╭─ Data for the task
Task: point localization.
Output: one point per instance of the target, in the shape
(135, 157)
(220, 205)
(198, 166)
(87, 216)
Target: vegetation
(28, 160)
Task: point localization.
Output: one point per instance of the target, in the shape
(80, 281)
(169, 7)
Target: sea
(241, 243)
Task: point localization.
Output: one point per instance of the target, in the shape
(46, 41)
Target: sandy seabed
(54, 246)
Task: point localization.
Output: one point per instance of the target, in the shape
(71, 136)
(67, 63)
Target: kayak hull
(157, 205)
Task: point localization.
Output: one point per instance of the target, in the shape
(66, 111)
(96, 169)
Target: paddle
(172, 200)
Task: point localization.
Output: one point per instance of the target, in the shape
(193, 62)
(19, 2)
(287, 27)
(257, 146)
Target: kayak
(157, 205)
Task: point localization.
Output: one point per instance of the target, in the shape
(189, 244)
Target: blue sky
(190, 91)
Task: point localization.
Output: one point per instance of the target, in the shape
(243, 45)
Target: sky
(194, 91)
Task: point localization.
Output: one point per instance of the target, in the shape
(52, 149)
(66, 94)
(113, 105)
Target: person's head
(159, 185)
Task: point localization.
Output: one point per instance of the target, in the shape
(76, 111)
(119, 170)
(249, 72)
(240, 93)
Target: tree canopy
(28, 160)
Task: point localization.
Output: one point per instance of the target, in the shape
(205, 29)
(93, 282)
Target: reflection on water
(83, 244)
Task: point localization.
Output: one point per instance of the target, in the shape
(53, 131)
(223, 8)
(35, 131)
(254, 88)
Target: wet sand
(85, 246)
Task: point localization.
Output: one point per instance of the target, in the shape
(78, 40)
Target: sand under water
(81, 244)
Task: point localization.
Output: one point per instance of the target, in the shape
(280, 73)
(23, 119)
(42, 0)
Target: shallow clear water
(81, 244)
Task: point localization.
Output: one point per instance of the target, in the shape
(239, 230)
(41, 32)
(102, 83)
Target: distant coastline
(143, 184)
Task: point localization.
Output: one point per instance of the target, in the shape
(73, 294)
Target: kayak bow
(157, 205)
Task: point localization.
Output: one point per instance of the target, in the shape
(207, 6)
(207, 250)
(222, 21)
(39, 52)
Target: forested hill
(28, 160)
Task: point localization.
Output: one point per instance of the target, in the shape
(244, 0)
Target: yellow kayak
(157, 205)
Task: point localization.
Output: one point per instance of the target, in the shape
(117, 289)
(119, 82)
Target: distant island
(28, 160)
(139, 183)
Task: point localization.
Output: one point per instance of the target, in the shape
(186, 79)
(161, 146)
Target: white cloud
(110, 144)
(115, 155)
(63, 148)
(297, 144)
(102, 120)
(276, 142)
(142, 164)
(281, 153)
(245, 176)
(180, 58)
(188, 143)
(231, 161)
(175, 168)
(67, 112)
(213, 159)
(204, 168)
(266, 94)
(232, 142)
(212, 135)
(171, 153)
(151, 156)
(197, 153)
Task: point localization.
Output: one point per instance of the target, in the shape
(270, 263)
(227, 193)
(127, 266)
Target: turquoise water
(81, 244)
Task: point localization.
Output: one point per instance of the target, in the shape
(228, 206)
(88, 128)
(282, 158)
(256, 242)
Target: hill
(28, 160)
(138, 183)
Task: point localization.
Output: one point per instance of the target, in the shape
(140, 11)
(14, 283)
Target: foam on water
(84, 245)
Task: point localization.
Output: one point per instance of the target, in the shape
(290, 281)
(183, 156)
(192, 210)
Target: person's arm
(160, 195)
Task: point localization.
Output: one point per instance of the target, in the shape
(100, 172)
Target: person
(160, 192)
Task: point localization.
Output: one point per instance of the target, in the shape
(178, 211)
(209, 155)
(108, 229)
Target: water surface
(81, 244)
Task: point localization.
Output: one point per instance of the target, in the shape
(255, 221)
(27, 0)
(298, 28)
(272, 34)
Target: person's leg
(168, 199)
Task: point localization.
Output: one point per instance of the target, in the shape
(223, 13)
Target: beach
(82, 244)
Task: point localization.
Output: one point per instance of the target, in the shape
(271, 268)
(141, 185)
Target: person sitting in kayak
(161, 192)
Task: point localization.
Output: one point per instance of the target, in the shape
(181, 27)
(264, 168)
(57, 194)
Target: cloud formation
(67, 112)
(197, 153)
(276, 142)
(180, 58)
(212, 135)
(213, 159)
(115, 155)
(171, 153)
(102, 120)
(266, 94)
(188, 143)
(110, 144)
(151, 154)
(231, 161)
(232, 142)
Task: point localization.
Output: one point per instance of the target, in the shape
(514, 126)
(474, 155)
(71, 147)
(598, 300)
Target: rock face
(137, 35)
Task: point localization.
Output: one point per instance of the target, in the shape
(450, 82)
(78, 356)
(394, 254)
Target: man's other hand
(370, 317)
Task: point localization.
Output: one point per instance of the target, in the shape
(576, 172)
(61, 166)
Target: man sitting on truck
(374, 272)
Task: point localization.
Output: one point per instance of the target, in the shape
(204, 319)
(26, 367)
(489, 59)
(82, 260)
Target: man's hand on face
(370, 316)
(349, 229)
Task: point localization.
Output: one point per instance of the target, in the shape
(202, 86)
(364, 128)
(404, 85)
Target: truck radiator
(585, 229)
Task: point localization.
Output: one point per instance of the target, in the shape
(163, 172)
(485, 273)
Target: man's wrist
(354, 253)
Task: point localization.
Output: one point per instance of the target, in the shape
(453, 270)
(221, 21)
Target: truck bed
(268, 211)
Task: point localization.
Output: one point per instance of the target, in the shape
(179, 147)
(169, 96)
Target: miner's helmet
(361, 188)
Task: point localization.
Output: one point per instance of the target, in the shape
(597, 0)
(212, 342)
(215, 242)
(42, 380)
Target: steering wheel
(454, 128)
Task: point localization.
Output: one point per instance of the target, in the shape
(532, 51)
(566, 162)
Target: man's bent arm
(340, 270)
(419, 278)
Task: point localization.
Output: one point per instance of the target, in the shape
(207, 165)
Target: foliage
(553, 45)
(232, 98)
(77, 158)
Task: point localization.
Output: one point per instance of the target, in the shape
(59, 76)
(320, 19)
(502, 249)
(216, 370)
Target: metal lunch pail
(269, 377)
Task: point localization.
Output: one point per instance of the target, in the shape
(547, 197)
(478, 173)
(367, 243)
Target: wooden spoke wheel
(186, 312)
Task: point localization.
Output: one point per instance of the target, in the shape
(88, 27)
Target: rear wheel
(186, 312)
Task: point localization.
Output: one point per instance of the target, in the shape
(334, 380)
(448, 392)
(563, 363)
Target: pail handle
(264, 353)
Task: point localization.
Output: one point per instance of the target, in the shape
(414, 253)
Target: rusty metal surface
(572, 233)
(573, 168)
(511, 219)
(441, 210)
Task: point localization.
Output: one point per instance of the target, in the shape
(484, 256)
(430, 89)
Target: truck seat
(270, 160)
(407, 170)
╰─
:: Task requirements ::
Would you please reproduce all of the lines above exactly?

:: Reply to the exercise ::
Task: point localization.
Output: one point per instance of the target, in the shape
(135, 157)
(220, 205)
(198, 166)
(87, 216)
Target: vegetation
(28, 160)
Task: point localization.
Output: one point per instance of the target, in the shape
(80, 281)
(169, 7)
Target: sea
(241, 243)
Task: point localization.
Output: one point per instance of the target, in the shape
(46, 41)
Target: sandy seabed
(54, 246)
Task: point localization.
Output: one point per instance of the target, in the shape
(71, 136)
(67, 63)
Target: kayak hull
(157, 205)
Task: point localization.
Output: one point per instance of the target, in the shape
(66, 111)
(96, 169)
Target: paddle
(172, 200)
Task: point localization.
Output: one point per instance of the target, in the shape
(193, 62)
(19, 2)
(287, 27)
(257, 146)
Target: kayak
(157, 205)
Task: point localization.
Output: one point per instance of the target, in the shape
(189, 244)
Target: blue sky
(190, 91)
Task: point localization.
Output: one point per instance of the target, in the shape
(243, 45)
Target: sky
(194, 91)
Task: point localization.
Output: one point per instance of the target, in the shape
(52, 149)
(66, 94)
(113, 105)
Target: person's head
(159, 185)
Task: point localization.
Output: one point per instance of the target, in the shape
(76, 111)
(119, 170)
(249, 72)
(240, 93)
Target: tree canopy
(28, 160)
Task: point localization.
Output: one point per instance of the target, in the shape
(205, 29)
(93, 282)
Target: reflection on water
(83, 244)
Task: point localization.
Output: one point per instance of the target, in the shape
(53, 131)
(223, 8)
(35, 131)
(254, 88)
Target: wet sand
(85, 246)
Task: point localization.
Output: one point per instance of the target, in the shape
(78, 40)
Target: sand under water
(81, 244)
Task: point localization.
Output: one point per instance of the target, in the shape
(280, 73)
(23, 119)
(42, 0)
Target: shallow clear water
(81, 244)
Task: point localization.
Output: one point per instance of the target, in the shape
(239, 230)
(41, 32)
(102, 83)
Target: distant coastline
(143, 184)
Task: point localization.
Output: one point per instance of the target, in the shape
(73, 294)
Target: kayak bow
(157, 205)
Task: point localization.
Output: one point per instance of the target, in the shape
(207, 6)
(207, 250)
(222, 21)
(39, 52)
Target: forested hill
(28, 160)
Task: point localization.
Output: one point per instance of the target, in the shape
(244, 0)
Target: yellow kayak
(157, 205)
Task: point localization.
Output: one point per instance of the target, in the shape
(117, 289)
(119, 82)
Target: distant island
(28, 160)
(139, 183)
Task: point localization.
Output: one point per instance of the target, in the shape
(186, 79)
(161, 146)
Target: white cloud
(110, 144)
(115, 155)
(63, 148)
(297, 144)
(102, 120)
(276, 142)
(142, 164)
(281, 153)
(245, 176)
(180, 58)
(188, 143)
(231, 161)
(175, 168)
(67, 112)
(213, 159)
(204, 168)
(266, 94)
(232, 142)
(212, 135)
(171, 153)
(151, 156)
(197, 153)
Task: point localization.
Output: one point per instance of the target, in the shape
(270, 263)
(227, 193)
(127, 266)
Target: turquoise water
(81, 244)
Task: point localization.
Output: one point per instance of the target, in the shape
(228, 206)
(88, 128)
(282, 158)
(256, 242)
Target: hill
(28, 160)
(138, 183)
Task: point localization.
Output: one point per instance of the target, in the shape
(140, 11)
(14, 283)
Target: foam on water
(84, 245)
Task: point localization.
Output: one point per instance of the target, in the shape
(290, 281)
(183, 156)
(192, 210)
Target: person's arm
(160, 195)
Task: point localization.
Output: one point per instance of the target, in the shape
(100, 172)
Target: person
(160, 192)
Task: point localization.
Output: one point per instance of the target, in the shape
(178, 211)
(209, 155)
(108, 229)
Target: water surface
(81, 244)
Task: point localization.
Output: one point per instance of the target, in the shape
(255, 221)
(27, 0)
(298, 28)
(272, 34)
Target: person's leg
(168, 199)
Task: point localization.
Output: one point per instance of the target, in the shape
(223, 13)
Target: beach
(82, 244)
Task: point localization.
Output: one point per instance of the target, in the shape
(271, 268)
(141, 185)
Target: person sitting in kayak
(161, 192)
Task: point localization.
Output: one point per instance of the target, in the shape
(181, 27)
(264, 168)
(57, 194)
Target: cloud formation
(67, 112)
(197, 153)
(276, 142)
(180, 58)
(212, 135)
(213, 159)
(115, 155)
(171, 153)
(102, 120)
(266, 94)
(188, 143)
(110, 144)
(151, 154)
(231, 161)
(232, 142)
Task: point localization.
Output: one point per instance of the target, in the shape
(514, 126)
(474, 155)
(71, 147)
(598, 300)
Target: rock face
(137, 35)
Task: point localization.
Output: one point per instance of the target, in the shape
(450, 82)
(78, 356)
(394, 254)
Target: man's other hand
(370, 317)
Task: point localization.
Output: one point per instance of the target, in the shape
(576, 172)
(61, 166)
Target: man sitting on truck
(374, 272)
Task: point localization.
Output: one point per instance of the target, in the shape
(204, 319)
(26, 367)
(489, 59)
(82, 260)
Target: man's hand on face
(370, 316)
(349, 229)
Task: point localization.
Output: one point per instance of the target, in the shape
(202, 86)
(364, 128)
(404, 85)
Target: truck radiator
(585, 229)
Task: point localization.
Output: one point per instance of the target, in the shape
(163, 172)
(485, 273)
Target: man's wrist
(354, 253)
Task: point localization.
Output: one point per instance of the target, in the shape
(453, 270)
(221, 21)
Target: truck bed
(268, 211)
Task: point localization.
Output: one point per instance of the target, in the shape
(179, 147)
(169, 96)
Target: miner's helmet
(361, 188)
Task: point localization.
Output: one point per instance of the target, in the shape
(597, 0)
(212, 342)
(215, 242)
(42, 380)
Target: steering wheel
(454, 128)
Task: point localization.
Output: one point per instance of the target, in the shape
(532, 51)
(566, 162)
Target: man's bent arm
(340, 270)
(419, 278)
Task: point localization.
Output: one point per instance of the target, in the shape
(207, 165)
Target: foliage
(553, 45)
(232, 98)
(77, 158)
Task: point localization.
Output: one point per instance of the target, in the shape
(59, 76)
(320, 19)
(502, 249)
(216, 370)
Target: metal lunch pail
(269, 377)
Task: point localization.
Output: one point per instance of the target, in the shape
(547, 197)
(478, 173)
(367, 243)
Target: wooden spoke wheel
(186, 312)
Task: point localization.
Output: one point per instance of the target, in the shape
(88, 27)
Target: rear wheel
(186, 312)
Task: point localization.
Output: one point per instance of the target, in the shape
(334, 380)
(448, 392)
(563, 363)
Target: pail handle
(264, 353)
Task: point localization.
Output: one point per instance of the target, in the shape
(414, 253)
Target: rusty metal surface
(572, 233)
(573, 168)
(511, 219)
(441, 210)
Task: point localization.
Output: one point per instance of the target, in the shape
(484, 256)
(430, 89)
Target: truck seat
(270, 160)
(407, 170)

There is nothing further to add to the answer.